## start INPUT
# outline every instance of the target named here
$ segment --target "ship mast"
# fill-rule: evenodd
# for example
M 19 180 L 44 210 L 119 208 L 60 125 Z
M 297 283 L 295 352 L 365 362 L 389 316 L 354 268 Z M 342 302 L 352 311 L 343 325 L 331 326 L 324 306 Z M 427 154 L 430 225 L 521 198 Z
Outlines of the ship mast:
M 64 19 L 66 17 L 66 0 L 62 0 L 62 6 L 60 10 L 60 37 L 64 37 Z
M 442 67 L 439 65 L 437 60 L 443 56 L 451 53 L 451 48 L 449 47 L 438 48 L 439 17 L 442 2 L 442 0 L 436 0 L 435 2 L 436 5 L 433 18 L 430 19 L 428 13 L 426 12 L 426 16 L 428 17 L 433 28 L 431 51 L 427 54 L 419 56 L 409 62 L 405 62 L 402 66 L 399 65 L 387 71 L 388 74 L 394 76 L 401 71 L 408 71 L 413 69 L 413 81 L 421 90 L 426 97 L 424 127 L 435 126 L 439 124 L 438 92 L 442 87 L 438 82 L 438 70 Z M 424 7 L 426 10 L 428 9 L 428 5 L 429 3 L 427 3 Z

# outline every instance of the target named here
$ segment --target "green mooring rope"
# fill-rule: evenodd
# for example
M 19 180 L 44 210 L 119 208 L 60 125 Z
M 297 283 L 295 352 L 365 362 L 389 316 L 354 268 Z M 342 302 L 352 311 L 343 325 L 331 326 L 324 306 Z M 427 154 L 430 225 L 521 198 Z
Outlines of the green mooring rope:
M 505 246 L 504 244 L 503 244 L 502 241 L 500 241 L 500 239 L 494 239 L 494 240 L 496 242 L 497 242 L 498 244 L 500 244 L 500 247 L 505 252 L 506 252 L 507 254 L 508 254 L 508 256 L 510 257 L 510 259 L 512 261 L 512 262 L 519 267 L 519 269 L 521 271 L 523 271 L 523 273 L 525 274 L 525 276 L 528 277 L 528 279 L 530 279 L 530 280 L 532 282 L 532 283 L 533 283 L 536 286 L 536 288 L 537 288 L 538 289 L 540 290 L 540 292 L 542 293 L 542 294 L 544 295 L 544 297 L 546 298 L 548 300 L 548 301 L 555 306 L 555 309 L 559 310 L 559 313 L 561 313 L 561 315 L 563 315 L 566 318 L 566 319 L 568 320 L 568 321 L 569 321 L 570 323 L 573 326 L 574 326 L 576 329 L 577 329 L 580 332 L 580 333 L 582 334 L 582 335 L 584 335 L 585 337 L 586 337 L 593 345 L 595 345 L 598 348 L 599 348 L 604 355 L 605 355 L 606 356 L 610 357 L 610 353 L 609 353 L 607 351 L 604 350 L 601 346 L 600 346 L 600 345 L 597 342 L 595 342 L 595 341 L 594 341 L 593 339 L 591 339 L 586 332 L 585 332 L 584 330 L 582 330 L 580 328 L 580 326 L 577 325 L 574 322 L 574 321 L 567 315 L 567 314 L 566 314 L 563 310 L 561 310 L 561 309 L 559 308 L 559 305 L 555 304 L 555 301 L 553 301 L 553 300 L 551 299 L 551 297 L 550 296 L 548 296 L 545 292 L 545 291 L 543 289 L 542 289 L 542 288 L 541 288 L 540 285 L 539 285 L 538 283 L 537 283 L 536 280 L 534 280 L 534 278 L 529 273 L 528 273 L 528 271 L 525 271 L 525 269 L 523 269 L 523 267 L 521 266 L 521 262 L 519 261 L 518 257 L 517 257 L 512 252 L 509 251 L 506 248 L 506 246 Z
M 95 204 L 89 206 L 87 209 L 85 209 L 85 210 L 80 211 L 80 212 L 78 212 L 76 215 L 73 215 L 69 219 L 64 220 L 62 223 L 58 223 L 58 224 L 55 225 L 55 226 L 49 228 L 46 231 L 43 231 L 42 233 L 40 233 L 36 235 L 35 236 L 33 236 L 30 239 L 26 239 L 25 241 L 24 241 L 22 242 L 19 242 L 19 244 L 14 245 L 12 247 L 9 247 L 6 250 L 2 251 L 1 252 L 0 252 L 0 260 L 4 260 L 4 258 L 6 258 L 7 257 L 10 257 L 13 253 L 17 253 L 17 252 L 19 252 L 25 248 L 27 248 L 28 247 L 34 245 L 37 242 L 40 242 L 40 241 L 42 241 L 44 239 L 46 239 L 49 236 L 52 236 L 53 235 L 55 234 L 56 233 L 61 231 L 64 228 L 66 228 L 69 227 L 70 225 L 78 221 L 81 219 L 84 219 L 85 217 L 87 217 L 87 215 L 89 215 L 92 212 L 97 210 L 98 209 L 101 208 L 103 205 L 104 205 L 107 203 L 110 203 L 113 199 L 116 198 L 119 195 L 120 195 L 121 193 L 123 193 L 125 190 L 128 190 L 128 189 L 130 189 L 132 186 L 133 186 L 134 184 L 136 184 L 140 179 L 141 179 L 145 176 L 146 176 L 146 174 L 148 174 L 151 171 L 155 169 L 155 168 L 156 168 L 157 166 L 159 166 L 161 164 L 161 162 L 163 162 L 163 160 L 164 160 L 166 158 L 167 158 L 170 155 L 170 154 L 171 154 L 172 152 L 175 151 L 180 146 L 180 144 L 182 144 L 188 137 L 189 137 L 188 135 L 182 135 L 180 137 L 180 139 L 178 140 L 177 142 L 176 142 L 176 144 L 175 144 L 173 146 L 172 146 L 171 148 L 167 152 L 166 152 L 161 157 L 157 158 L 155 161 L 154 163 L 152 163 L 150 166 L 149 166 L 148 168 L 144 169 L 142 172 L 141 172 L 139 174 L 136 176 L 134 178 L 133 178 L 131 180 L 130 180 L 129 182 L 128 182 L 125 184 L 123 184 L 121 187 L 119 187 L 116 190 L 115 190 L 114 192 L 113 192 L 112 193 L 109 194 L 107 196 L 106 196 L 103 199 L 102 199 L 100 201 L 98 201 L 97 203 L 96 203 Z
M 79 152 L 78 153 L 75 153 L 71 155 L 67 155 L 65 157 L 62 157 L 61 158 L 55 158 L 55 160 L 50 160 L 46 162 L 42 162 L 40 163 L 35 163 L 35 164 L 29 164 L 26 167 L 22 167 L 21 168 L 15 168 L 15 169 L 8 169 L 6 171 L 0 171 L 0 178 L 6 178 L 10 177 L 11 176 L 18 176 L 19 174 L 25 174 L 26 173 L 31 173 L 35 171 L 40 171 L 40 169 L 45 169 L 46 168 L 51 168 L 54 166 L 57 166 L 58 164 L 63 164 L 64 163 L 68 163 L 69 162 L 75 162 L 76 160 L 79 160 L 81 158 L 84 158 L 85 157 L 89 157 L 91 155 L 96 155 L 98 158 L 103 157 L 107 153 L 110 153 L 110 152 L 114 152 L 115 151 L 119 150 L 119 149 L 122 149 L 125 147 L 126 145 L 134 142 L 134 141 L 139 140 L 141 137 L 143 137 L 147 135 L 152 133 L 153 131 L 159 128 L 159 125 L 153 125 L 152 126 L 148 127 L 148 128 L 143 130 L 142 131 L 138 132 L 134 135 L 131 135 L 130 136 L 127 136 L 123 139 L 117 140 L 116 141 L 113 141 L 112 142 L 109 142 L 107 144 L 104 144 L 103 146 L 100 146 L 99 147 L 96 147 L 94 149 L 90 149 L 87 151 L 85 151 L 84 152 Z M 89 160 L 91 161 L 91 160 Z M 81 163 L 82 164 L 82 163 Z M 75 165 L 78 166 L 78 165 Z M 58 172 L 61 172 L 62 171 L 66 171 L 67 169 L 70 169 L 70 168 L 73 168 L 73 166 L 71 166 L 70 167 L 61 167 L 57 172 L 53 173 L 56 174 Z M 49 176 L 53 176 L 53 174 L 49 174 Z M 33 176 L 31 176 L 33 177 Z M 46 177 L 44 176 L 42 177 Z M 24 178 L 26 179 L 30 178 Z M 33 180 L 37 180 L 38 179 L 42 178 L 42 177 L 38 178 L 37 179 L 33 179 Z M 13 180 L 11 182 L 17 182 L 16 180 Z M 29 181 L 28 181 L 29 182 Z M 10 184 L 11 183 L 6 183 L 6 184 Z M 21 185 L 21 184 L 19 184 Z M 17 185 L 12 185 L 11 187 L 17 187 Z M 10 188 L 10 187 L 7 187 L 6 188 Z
## end INPUT
# [EXERCISE INSTRUCTIONS]
Arrange the records, from their first line through the line containing "M 64 19 L 66", as a Markdown table with the columns "No." and "Text", numbering each line and leaving out blank lines.

# [SOLUTION TO THIS TASK]
| No. | Text |
|---|---|
| 1 | # outline every instance of the target named here |
| 2 | $ segment --target "ship mast" |
| 3 | # fill-rule: evenodd |
| 4 | # for example |
| 5 | M 19 180 L 44 210 L 119 208 L 60 125 Z |
| 6 | M 297 283 L 295 352 L 365 362 L 389 316 L 354 268 Z M 342 302 L 352 311 L 343 325 L 331 326 L 324 306 Z M 427 154 L 430 225 L 521 198 Z |
| 7 | Outlines of the ship mast: |
| 8 | M 64 19 L 66 17 L 66 0 L 62 0 L 62 6 L 60 10 L 60 37 L 64 37 Z |